** Document text **
------------------------

On Monday, 25 December, George V shot a 9 ft 6 in tiger and then killed two rhinos. The group led by the Duke of Teck killed three tigers and a rhinoceros. The hunting area had been disturbed because out of 60 baits only one tiger was trapped and was killed by Lord Durham, and the king shot one rhinoceros the same day. During the last days of the hunts, on Wednesday, the king killed one female tiger which was his 20th kill. Thursday, 28 December, was the last day of the hunt; that day the king and the Duke of Teck shot a tiger at the same time. The crew travelled by car to Bhikhna Thori railway station where a train was waiting for them; while going to the station, the king killed his 21st tiger. The team reportedly killed a total of 39 tigers, 18 rhinoceros, 4 bears, and several porcupines and leopards over the course of ten days. George V reportedly laid claim to having killed 21 tigers, 8 rhinoceros, and 1 bear.

It is not known how all the trophies were distributed but four of the tiger skins were given to national museums across the United Kingdom – London, Edinburgh, Cardiff, and Dublin – and four to provincial museums – Exeter, Norwich, Leicester, and Bristol. A living rhinoceros was given to the king on 24 December; it was kept in the Zoological Garden, Alipore, then on 1 April 1912 it was moved to the Zoological Gardens in London. British diplomat and naturalist Brian Houghton Hodgson documented over 560 species of birds (with 9,500 specimens), 900 mammals, and 80 reptiles.

== Notable attendees ==

List of notable people who attended the hunt
| Name | Note(s) | Ref(s) |
| George V |  |  |
| Mary of Teck |  |
| Chandra Shumsher Jang Bahadur Rana |  |
| Kaiser Shumsher Jang Bahadur Rana |  |
| Bryan Godfrey-Faussett |  |
| Colin Keppel |  |
| Lord Durham |  |
| Lord Charles Fitzmaurice |  |
| Derek Keppel |  |
| Henry McMahon |  |
| The Duke of Teck |  |

== Legacy ==

A record, and I think will be hard to beat.
— King George V

Sanjib Chaudhary, writing in 2018 for Online Khabar, noted that it was "the most barbaric and horrific hunting trip". In 2015, Sankarshan Thakur reported that the hunting lodge built for the occasion was now being used as "an abandoned gambling den". The photographs taken during the hunt are reportedly valued at £2,000. Where most of the hunt took place was turned into the first national park in Nepal Chitwan National Park in 1973.

In 1922, George V's son Edward, Prince of Wales, went to Nepal to hunt. There he killed his first rhinoceros and tiger. The prince was presented with many animals and birds, including baby elephant, tiger and rhino calf which were kept at the Victoria Gardens, Bombay, then moved to the London Zoo.

------------------------

** Provided material **
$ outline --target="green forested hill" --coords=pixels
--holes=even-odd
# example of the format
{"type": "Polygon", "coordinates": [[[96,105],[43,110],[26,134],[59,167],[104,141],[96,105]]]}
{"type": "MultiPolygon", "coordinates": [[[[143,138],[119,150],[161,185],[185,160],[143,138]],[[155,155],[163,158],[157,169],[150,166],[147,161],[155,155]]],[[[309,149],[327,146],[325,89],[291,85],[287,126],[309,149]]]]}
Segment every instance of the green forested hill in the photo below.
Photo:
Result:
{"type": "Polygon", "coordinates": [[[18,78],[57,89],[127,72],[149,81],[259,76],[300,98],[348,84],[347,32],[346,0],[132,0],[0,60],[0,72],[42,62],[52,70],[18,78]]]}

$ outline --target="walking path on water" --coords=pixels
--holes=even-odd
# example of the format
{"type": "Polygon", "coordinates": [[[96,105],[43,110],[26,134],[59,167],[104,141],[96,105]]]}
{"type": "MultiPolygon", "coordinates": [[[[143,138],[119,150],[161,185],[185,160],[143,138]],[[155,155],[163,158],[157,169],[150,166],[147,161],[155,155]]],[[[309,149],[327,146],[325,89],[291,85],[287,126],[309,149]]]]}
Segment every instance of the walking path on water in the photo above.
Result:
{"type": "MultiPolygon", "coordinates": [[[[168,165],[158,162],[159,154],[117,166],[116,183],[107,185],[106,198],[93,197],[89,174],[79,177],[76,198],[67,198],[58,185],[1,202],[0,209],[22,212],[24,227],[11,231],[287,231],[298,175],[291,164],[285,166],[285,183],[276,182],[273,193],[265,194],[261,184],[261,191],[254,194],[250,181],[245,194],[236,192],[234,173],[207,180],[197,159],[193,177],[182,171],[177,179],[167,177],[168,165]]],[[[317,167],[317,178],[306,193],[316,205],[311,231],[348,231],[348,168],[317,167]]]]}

------------------------

** Prompt 1 **
In the tiger hunt text, replace "hunting lodge" with "shooting lodge" and give the passage from "A record, and" to "the London Zoo.".
** Prompt 2 **
Translate this sentence from the tiger hunt text into Spanish: "In 1922, George V's son Edward, Prince of Wales, went to Nepal to hunt."

** Task result 1 **
A record, and I think will be hard to beat.
— King George V

Sanjib Chaudhary, writing in 2018 for Online Khabar, noted that it was "the most barbaric and horrific hunting trip". In 2015, Sankarshan Thakur reported that the shooting lodge built for the occasion was now being used as "an abandoned gambling den". The photographs taken during the hunt are reportedly valued at £2,000. Where most of the hunt took place was turned into the first national park in Nepal Chitwan National Park in 1973.

In 1922, George V's son Edward, Prince of Wales, went to Nepal to hunt. There he killed his first rhinoceros and tiger. The prince was presented with many animals and birds, including baby elephant, tiger and rhino calf which were kept at the Victoria Gardens, Bombay, then moved to the London Zoo.

** Task result 2 **
En 1922, el hijo de Jorge V, Eduardo, príncipe de Gales, fue a Nepal a cazar.